***** Data listing

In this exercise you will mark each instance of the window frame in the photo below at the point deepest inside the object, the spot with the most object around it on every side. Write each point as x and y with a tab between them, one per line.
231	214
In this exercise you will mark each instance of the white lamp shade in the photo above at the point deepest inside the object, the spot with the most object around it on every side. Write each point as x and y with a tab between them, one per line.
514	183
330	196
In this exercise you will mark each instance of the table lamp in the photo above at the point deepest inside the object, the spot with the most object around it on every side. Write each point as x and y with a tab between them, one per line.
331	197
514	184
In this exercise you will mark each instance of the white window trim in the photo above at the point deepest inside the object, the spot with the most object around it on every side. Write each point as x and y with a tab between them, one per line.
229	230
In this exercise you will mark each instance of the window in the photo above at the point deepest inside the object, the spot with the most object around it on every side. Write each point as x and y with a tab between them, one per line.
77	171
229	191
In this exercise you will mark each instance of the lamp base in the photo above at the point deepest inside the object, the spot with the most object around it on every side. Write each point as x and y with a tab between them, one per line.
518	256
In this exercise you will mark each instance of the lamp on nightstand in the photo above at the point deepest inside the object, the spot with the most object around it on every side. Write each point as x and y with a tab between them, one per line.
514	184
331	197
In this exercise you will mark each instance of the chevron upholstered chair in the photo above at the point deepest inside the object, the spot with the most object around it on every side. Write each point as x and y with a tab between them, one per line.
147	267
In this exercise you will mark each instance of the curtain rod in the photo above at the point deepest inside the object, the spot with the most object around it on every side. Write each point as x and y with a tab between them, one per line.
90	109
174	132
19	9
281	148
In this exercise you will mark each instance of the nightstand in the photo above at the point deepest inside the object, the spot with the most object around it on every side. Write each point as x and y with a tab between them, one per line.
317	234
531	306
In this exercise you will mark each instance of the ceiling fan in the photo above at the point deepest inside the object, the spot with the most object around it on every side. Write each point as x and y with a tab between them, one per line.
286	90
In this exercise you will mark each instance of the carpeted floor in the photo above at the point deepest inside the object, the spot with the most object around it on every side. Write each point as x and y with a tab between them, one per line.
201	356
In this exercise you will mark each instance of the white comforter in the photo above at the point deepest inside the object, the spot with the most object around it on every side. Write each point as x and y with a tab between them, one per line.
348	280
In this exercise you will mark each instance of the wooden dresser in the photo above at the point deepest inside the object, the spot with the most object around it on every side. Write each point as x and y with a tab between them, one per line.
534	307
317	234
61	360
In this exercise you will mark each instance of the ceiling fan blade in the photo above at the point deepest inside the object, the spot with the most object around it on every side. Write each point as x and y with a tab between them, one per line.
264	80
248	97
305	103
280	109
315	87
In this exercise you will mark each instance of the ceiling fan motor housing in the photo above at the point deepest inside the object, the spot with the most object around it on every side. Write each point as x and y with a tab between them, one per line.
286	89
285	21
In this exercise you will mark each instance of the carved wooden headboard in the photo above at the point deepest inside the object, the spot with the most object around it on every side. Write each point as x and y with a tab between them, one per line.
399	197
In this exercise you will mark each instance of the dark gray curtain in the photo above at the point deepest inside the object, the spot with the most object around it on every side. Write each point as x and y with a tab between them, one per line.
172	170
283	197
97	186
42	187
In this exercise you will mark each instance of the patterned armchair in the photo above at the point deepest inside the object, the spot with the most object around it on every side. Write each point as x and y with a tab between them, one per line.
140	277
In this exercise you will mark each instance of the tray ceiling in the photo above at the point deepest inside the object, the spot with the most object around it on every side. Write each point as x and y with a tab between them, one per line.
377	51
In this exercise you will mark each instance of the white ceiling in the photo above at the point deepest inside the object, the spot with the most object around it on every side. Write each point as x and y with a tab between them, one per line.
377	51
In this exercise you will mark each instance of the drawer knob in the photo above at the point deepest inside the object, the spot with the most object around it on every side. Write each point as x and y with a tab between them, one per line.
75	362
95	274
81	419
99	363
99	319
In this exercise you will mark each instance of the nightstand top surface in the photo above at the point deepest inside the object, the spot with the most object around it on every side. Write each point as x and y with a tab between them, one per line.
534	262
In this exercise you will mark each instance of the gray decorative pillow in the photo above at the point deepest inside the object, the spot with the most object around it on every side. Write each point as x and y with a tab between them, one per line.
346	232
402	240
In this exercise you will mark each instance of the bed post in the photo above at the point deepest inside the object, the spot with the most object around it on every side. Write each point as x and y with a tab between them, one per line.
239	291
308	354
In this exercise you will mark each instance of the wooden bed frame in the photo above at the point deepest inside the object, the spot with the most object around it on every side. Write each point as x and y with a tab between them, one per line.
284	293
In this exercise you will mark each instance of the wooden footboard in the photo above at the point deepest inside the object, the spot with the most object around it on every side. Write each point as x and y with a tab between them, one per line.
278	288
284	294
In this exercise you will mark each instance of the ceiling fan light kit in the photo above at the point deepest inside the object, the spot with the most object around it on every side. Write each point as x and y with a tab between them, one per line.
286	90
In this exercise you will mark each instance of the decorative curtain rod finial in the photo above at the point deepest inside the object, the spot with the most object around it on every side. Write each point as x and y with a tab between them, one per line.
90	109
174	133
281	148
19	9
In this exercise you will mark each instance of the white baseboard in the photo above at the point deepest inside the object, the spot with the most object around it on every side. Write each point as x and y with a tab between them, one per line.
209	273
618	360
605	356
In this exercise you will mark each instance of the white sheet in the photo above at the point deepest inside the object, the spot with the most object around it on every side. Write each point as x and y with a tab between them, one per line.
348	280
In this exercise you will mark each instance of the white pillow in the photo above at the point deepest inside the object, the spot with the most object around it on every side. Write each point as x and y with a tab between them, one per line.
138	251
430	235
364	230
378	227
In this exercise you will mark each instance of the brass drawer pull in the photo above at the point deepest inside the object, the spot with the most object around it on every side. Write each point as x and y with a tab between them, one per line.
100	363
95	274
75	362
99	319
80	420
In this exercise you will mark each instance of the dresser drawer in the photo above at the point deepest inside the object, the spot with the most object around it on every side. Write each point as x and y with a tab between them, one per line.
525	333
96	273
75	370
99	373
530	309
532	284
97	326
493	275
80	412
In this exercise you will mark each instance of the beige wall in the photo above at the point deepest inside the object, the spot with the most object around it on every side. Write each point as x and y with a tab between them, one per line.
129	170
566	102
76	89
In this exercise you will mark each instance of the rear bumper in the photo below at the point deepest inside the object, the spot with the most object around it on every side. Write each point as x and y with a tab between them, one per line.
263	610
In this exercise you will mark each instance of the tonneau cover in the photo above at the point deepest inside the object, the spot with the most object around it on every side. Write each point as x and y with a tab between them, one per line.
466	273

**********

All records above must be set down exactly, please.

### Expected answer
In this exercise you will mark each instance of the window frame in the photo below at the point deepest inside the object, the spot with the most object around it on every side. Write each point as x and y with a tab between them, one per line.
231	214
In this exercise you will mark each instance of the white lamp shade in the photo above at the point deepest inside the object, the spot with the most object around it on every side. Write each point as x and y with a tab between them, one per line.
514	183
330	196
In this exercise you will mark each instance of the table lamp in the photo above at the point deepest inside the object, the spot with the most object around it on every side. Write each point as x and y with a tab between them, one per line.
331	197
514	184
In this exercise you will mark each instance of the white window trim in the photo above at the point deepest inside the object, the spot with the most object around it on every side. Write each point as x and y with a tab between them, one per line.
229	230
In this exercise you will mark each instance of the window in the photo above at the point deepest inside the object, the spot with the most object around it on every side. Write each point as x and y with a tab between them, one per line.
77	171
229	191
In this exercise you will mark each instance of the lamp base in the photo above at the point deepest inside the object, the spot with the most object around it on every side. Write each point as x and y with a tab between them, one per line.
518	256
In this exercise you will mark each instance of the lamp on nightstand in the photo above at the point deepest inside the object, the spot with the most object around it on every side. Write each point as x and y with a tab between them, one per line.
514	184
331	197
In this exercise you will mark each instance of the chevron upholstered chair in the photo above at the point deepest inside the object, the spot with the most object around it on every side. Write each point as x and y with a tab between them, one per line.
147	267
In this exercise you will mark each instance of the curtain rod in the photo above at the point deepest inside the object, the spot with the most object around it on every side. Write each point as x and y with a tab between them, one per line.
90	109
174	132
19	9
281	148
In this exercise you will mark each instance of the nightstand in the photo above at the point deepest inside the object, the spot with the most object around it on every side. Write each point as x and y with a tab between them, one per line.
317	234
531	306
In this exercise you will mark each instance of the ceiling fan in the photo above at the point deepest inside the object, the spot with the most object around it on every side. Write each point as x and y with a tab between them, one per line.
286	90
In this exercise you will mark each instance of the carpeted floor in the photo above at the point deepest inside the object, the spot with the most object around it on every side. Write each point as x and y with a tab between them, one per line.
201	356
In this exercise you will mark each instance of the white comforter in the photo above at the point deepest inside the object, the spot with the most object around it on every side. Write each point as x and y with a tab between them, one per line.
348	280
In this exercise you will mark each instance of the wooden dresser in the photo above at the point deepest inside the object, the spot with the most object around it on every side. Write each point as x and y with a tab between them, one per line.
534	307
317	234
61	360
In this exercise you will mark each instance of the ceiling fan blade in the photo above at the point deepest inside the object, the spot with the most object around it on every side. Write each point as x and y with a tab between them, one per line.
264	80
248	97
305	103
280	109
315	87
In this exercise you will mark each instance of the ceiling fan motor housing in the photo above at the point deepest inside the object, the spot with the most object around it on every side. Write each point as x and y with a tab between them, one per line.
286	89
285	21
In this exercise you will mark each instance of the carved wooden headboard in the photo above at the point deepest inside the object, the spot with the most object around it on every side. Write each point as x and y with a tab between them, one per line.
399	197
In this exercise you will mark each instance of the dark gray curtain in the photo above at the point deepest inside the object, the spot with the most object around it on every side. Write each point as x and y with a tab between them, one per line.
172	170
283	197
97	186
42	187
In this exercise you will mark each instance of the patterned armchair in the photo above at the point deepest inside the object, the spot with the most object around it on every side. Write each point as x and y with a tab between them, one per line.
140	277
In this exercise you will mark each instance of the tray ceiling in the photo above at the point deepest inside the object, the spot with the most object around it on every side. Write each point as x and y with a tab between them, one per line.
377	51
In this exercise you will mark each instance of the white ceiling in the photo above at the point deepest inside the object, the spot with the most object around it on every side. Write each point as x and y with a tab between them, one per line.
377	51
In this exercise you will mark each instance of the drawer knob in the photo above at the point deepest inside the object, the spot with the most object around it on every side. Write each point as x and y with a tab between them, one per line.
75	362
95	274
81	419
99	363
99	319
In this exercise you will mark each instance of the nightstand top surface in the photo above at the point deepest inside the object, the spot with the most object around it on every side. Write each point as x and y with a tab between them, one per line.
534	262
In this exercise you will mark each instance of the gray decorative pillow in the photo above at the point deepest inside the object, the spot with the most object around it on every side. Write each point as x and y with a tab between them, one per line.
346	232
402	240
In this exercise you will mark each instance of the bed post in the photo above at the point deepest inside the object, the spot with the most object around it on every side. Write each point as x and y with a tab between them, one per line.
239	291
308	354
In this exercise you will mark each instance of the wooden bed frame in the photo above at the point deepest inside the object, the spot with the most object around it on every side. Write each point as x and y with a tab between them, one per line.
284	293
In this exercise you will mark each instance of the wooden footboard in the photo above at the point deepest inside the object, the spot with the most object around it on every side. Write each point as x and y with a tab between them, one per line.
278	288
284	294
In this exercise you will mark each instance of the ceiling fan light kit in the photo above at the point deepest inside the object, the spot with the most object around it on every side. Write each point as x and y with a tab between them, one per line.
286	90
In this exercise you will mark each instance of the decorative curtain rod finial in the photo above at the point deepest inside the object, the spot with the most object around it on every side. Write each point as x and y with a tab between them, one per line.
90	109
174	133
281	148
19	9
In this exercise you will mark each instance of the white baseboard in the photo above at the point deepest inside the object, the spot with the most object around it on every side. Write each point as x and y with a tab between them, one per line.
209	273
618	360
605	356
In this exercise you will mark each instance of the white sheet in the photo above at the point deepest inside the object, the spot with the most object around it on every side. Write each point as x and y with a tab between them, one per line.
348	280
In this exercise you will mark each instance of the white pillow in the photo above at the point deepest inside the object, the spot with the most object around it on every side. Write each point as x and y with a tab between them, one per line.
138	251
430	235
364	230
378	227
In this exercise you will mark each instance of the brass drawer pull in the photo above at the point deepest inside the object, the spot with the most object around it on every side. Write each point as x and y with a tab between them, one per line.
100	363
95	274
75	362
99	319
80	420
In this exercise you will mark each instance of the dresser drawer in the photo above at the point deepest inside the object, the spot with the most object around it on every side. Write each point as x and y with a tab between them, one per line.
525	333
96	273
75	370
99	373
530	309
532	284
97	326
493	275
80	412
In this exercise you will mark each instance of the beige wall in the photo above at the point deepest inside the object, the spot with the most object around it on every side. Write each point as x and y with a tab between them, one per line.
129	170
566	102
76	89
In this exercise you will mark each instance of the rear bumper in the photo below at the point deepest inside the object, the spot with the most object around it on every side. Write each point as x and y with a tab between them, one per line.
263	610
In this exercise you will mark each instance of the tonneau cover in the photo above at the point deepest inside the object, the spot with the most object around it on every side. Write each point as x and y with a tab between them, one per line.
466	273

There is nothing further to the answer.